> MATERIAL PROVIDED:
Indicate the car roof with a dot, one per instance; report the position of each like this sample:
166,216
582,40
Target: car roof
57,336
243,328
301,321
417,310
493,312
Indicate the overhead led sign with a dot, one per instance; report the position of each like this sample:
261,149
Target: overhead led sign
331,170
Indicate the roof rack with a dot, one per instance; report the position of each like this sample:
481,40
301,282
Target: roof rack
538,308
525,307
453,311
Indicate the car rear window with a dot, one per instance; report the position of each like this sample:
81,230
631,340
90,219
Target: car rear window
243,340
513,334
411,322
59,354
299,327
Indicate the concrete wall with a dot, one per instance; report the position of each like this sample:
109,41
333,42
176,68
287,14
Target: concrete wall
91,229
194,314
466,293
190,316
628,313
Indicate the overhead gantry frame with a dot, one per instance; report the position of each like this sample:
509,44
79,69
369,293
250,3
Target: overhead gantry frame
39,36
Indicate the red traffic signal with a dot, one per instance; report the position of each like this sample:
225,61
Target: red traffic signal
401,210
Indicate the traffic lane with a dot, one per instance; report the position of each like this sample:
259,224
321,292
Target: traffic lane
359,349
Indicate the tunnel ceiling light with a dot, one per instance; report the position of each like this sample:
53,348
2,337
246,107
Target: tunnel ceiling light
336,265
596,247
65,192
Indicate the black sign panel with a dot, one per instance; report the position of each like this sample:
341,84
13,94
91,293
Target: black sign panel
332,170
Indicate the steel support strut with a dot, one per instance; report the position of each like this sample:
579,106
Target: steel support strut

> WORK REQUEST: Select and copy every line of the listing with the word "this".

> TASK RESPONSE:
Indicate the car roof with a dot, one per instance; report the position of each like this sample:
Indicate the overhead led sign with a dot, one per instance; report the position of each like this sample:
Indicate the roof rack with a dot, one per instance; report the position of each like this sample:
Indicate the car rear window with a dot, one per instance; report the position of each like this sample:
Indicate the concrete wall with a dot, one per instance; report the position of each like this sample:
Indicate the overhead gantry frame with a dot, one per instance; report the position of each like this sample:
Indicate the red traffic signal with a dot, one per instance; report the position of each like this sample:
Indicate the traffic lane with a dot, one per instance; report the position of each like this sample:
Indicate the tunnel ceiling light with a dot, one per instance; report the position of each like this sample:
Indicate the black sign panel with a dot, one per instance; report the position of each like this sample:
Indicate the steel support strut with a dot, one per instance; report the position of each like this sample:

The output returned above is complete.